> _Passage shown_:
=== Begin Enclosure ===

Citronella, Cymbopogon citratus oils also have good repellent properties but they are not long lasting.

Artemisia vulgaris contains insect repellents which can be released from the plant by combustion. When tested against Aedes aegyptii, myrcene, beta-pinene, limonene, 1,8-cineole were identified as repellents, but the strongest was terpin-4-ol (Yeh-Shen Hwange et al., J Chem Ecology, 1985, 11, 1297-1304). In the study of Roman Pavela described in the previous section for acute fumigant toxicity the most potent terpenes were alpha-terpinene, p-cymene, 1,8-cineole. These are present in Artemisia annua, a plant well known in China for its fumigant properties.

In South-America, Ethiopia, Kenya, China several trials have been run with the essential oil of Eucalyptus maculata citriodora alias Corymbia citriodora leaves and give excellent results equivalent to DEET (E Abiy et al., Malaria Journal 2015 14, 187; N Hill et al., London School of Hygiene and Tropical Medicine, BMJ, Aug 2007 ; SJ Moore et al., Malaria Journal, 2007, 6 101).The essential oil of the lemon-scented gum mainly consists of citronellal (80%),[3] produced largely in Brazil and China.[4] While unrefined oil from the lemon eucalyptus tree is used in perfumery, a refined form of this oil is used in insect repellents. The refined oil's citronellal content is turned into cis- and trans- isomers of p-menthane-3,8-diol (PMD), a process which occurs naturally as the eucalyptus leaves age. This refined oil, which includes related compounds from the essential corymbia citriodora, is known widely by its registered tradename, "Citriodiol", but also by generic names which vary by country or continent: "oil of lemon eucalyptus" or "OLE"(USA); "PMD rich botanic oil" or "PMDRBO"(Europe); "PMD and related oil of lemon eucalyptus compounds" (Canada) ; in Scandinavia « MyggA »; Extract of Lemon Eucalyptus in Australia. Pure PMD is synthesized for commercial production from synthetic citronellal.

The essential oil from Hyptis suaveolens, bush mint, is as efficient as DEET and provides long lasting repellency (AZ Abagli et al., The Open Entomology Journal, 2011, 5, 45-48). Strong repellent properties of piperitenone from Mentha spicata have also been noticed against Anopheles stephensi (AK Tripathi et al., 2004, 41. 691-698). This plant is growing abundantly in Burundi.

=== End Enclosure ===

> _Dataset excerpts_:

=== Begin Enclosure ===

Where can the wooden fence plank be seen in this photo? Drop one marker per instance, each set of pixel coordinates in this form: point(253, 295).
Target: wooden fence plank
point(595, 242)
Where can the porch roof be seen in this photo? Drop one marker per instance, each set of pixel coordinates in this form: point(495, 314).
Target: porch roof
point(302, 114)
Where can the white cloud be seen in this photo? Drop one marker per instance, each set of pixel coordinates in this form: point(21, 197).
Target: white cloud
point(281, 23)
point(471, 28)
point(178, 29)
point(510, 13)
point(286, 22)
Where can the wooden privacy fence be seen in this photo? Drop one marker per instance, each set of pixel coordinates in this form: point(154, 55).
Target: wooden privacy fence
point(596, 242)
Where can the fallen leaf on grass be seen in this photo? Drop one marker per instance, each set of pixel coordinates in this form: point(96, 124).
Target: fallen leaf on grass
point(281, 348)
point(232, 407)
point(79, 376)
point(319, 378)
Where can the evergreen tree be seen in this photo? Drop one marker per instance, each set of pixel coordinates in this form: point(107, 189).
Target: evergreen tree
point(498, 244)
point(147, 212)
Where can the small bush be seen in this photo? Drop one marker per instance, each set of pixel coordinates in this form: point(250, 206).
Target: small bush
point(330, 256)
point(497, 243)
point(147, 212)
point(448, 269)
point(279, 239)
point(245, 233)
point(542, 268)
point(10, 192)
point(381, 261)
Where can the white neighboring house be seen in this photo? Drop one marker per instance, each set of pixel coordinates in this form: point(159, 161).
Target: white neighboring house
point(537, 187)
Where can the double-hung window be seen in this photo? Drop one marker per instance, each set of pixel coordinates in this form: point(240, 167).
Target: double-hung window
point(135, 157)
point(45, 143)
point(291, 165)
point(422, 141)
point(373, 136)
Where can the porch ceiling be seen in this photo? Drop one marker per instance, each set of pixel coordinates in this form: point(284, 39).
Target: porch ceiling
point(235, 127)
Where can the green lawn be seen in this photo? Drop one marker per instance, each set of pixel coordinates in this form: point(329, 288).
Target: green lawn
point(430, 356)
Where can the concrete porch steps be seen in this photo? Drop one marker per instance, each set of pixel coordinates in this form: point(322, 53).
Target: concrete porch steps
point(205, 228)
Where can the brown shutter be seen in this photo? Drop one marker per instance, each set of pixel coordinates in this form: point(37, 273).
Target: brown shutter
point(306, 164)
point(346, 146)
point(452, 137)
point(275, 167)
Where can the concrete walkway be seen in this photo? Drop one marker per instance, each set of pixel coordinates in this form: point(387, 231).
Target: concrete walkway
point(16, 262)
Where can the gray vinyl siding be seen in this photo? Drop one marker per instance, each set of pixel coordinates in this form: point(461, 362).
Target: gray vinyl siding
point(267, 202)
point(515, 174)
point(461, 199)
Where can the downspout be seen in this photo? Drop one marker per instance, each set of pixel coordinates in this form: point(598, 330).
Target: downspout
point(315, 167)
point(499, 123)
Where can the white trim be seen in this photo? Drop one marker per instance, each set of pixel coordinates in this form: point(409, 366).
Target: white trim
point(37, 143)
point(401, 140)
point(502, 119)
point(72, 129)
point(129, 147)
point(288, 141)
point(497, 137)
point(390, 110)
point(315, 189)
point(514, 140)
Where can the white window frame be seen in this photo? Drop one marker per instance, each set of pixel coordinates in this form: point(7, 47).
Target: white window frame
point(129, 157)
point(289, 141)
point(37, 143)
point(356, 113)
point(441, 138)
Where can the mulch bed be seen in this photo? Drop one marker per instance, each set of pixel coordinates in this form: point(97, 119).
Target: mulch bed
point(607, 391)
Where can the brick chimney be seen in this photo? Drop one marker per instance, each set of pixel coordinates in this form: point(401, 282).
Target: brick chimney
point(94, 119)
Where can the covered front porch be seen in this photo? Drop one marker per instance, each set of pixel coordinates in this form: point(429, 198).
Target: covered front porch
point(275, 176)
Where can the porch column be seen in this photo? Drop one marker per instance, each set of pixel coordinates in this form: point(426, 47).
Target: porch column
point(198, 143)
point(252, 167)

=== End Enclosure ===

> _Task requirements_:
1. From the passage on plant-based insect repellents, extract the text starting at the words "The essential oil from" and stopping after the words "abundantly in Burundi.".
2. Summarize the passage on plant-based insect repellents in two sentences.
3. Continue the passage on plant-based insect repellents from where it stops.

> _Task responses_:
1.
The essential oil from Hyptis suaveolens, bush mint, is as efficient as DEET and provides long lasting repellency (AZ Abagli et al., The Open Entomology Journal, 2011, 5, 45-48). Strong repellent properties of piperitenone from Mentha spicata have also been noticed against Anopheles stephensi (AK Tripathi et al., 2004, 41. 691-698). This plant is growing abundantly in Burundi.

2. Several plants supply repellent oils or compounds: citronella oils repel well but do not last long, Artemisia species contain repellent terpenes, bush mint oil is as efficient as DEET and long lasting, and piperitenone from Mentha spicata strongly repels Anopheles stephensi. Lemon-scented gum oil has matched DEET in trials, and a refined form, in which citronellal is turned into PMD, is used in insect repellents and sold as "Citriodiol" and under various generic names.

3.
Conclusion

All the trials run with plant based topical repellents used in the early evening followed by the use of insecticide treated nets during the night give impressive results of 90% malaria reduction , compared to 40% with the use of bed nets only. The recommendation of the London School of Hygiene and Tropical Diseases strongly recommends that treated bed nets should not used as the only means of preventing malaria in areas where vectors feed mainly in the evening.

Further field tests with these plants extracts should urgently be run. Native plants have the advantage of low cost and local availability and it is important for African countries to develop their own technology in this fight, rather than importing molecules like pyrethroids which initially were of African origin.

Pierre Lutgen, IFBV-BELHERB

Ginette Karirekinyana, ACECI

Comments

Submitted by Marc Vanacker (not verified) on

If severe malaria leads to high concentrations of ammonia in the brain and in the feet and if at the same time ammonia is an attractant for female Anopheles gambiae it could be of interest to investigate more deeply the effect of zinc on ammonia.
A recent work from Irak shows that topical zinc sulfate solutions are an effective therapy for feet odor (K Sharquie et al., J of Cosmetics, Dermatological Sciences and Applications, 2013, 3, 203-208) Treated during 2 weeks with a 15% zinc sulfate solution 70 % of the patients had a complete clearance of feet odor versus an insignificant 2% in the placebo group treated with distilled water. The positive effect could be maintained through one application every week.
The effect may be related to the formation of a complex between ammonia and zinc (Kangkang Li et al., CSIRO Energy Centre, Australia).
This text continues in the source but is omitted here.